**REQUIREMENT**
All that is wanted is the exact text of each line from the one with "Phrase: wooden post" to the close of the listing, ends included.

□ □ □ □ □ □ □

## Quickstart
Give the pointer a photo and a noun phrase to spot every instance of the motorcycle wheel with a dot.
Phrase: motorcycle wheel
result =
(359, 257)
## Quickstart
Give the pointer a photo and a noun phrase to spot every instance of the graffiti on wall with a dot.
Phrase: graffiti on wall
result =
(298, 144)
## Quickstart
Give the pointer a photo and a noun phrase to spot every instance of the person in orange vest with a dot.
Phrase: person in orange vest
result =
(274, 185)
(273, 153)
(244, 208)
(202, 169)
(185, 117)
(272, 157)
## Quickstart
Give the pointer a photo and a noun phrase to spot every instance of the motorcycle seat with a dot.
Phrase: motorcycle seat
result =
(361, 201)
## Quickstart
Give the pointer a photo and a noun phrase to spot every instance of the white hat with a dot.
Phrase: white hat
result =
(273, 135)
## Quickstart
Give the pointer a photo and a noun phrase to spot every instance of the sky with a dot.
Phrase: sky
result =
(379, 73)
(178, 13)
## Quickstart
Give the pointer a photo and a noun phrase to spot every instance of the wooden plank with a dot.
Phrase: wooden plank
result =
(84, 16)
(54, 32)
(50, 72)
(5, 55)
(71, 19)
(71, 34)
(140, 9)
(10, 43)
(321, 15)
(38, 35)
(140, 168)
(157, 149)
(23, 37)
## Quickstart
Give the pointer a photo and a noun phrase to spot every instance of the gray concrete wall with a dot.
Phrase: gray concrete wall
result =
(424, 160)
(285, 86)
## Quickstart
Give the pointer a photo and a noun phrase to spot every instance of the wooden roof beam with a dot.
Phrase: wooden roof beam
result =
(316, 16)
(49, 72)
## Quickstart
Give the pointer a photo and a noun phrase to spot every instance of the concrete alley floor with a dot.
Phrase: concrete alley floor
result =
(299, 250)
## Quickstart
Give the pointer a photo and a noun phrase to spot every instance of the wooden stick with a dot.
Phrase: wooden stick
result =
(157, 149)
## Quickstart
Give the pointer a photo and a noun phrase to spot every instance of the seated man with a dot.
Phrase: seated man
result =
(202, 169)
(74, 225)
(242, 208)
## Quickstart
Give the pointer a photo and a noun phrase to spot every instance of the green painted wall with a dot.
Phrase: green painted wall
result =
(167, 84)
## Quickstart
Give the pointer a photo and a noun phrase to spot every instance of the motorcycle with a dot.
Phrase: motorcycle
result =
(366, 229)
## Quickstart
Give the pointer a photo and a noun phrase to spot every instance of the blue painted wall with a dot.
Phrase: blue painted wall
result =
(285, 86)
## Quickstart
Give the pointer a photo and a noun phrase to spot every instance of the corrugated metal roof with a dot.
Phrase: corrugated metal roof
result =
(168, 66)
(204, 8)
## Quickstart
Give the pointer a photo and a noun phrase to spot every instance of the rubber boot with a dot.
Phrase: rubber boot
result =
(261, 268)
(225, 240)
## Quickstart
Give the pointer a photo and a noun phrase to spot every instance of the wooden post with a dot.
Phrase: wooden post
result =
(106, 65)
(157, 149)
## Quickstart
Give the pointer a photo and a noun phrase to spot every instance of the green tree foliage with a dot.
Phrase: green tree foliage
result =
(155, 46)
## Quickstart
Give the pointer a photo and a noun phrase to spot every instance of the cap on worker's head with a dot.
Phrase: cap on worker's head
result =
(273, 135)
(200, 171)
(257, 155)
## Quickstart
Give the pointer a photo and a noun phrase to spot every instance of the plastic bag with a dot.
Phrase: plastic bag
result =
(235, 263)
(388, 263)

□ □ □ □ □ □ □

**EXERCISE ANSWER**
Phrase: wooden post
result =
(106, 65)
(157, 149)
## Quickstart
Give the pointer a photo and a noun phrase to spot every instance of the green tree foliage with a dot.
Phrase: green tree foliage
result =
(155, 46)
## Quickstart
Give the pointer a photo and a noun phrase to spot every instance of the cap on worker's head with a dot.
Phrase: cap on worker's head
result =
(273, 135)
(200, 171)
(257, 155)
## Quickstart
Give the pointer a photo and a noun phrase to spot every instance of the plastic bag with a dot.
Phrase: plastic bag
result =
(235, 263)
(388, 263)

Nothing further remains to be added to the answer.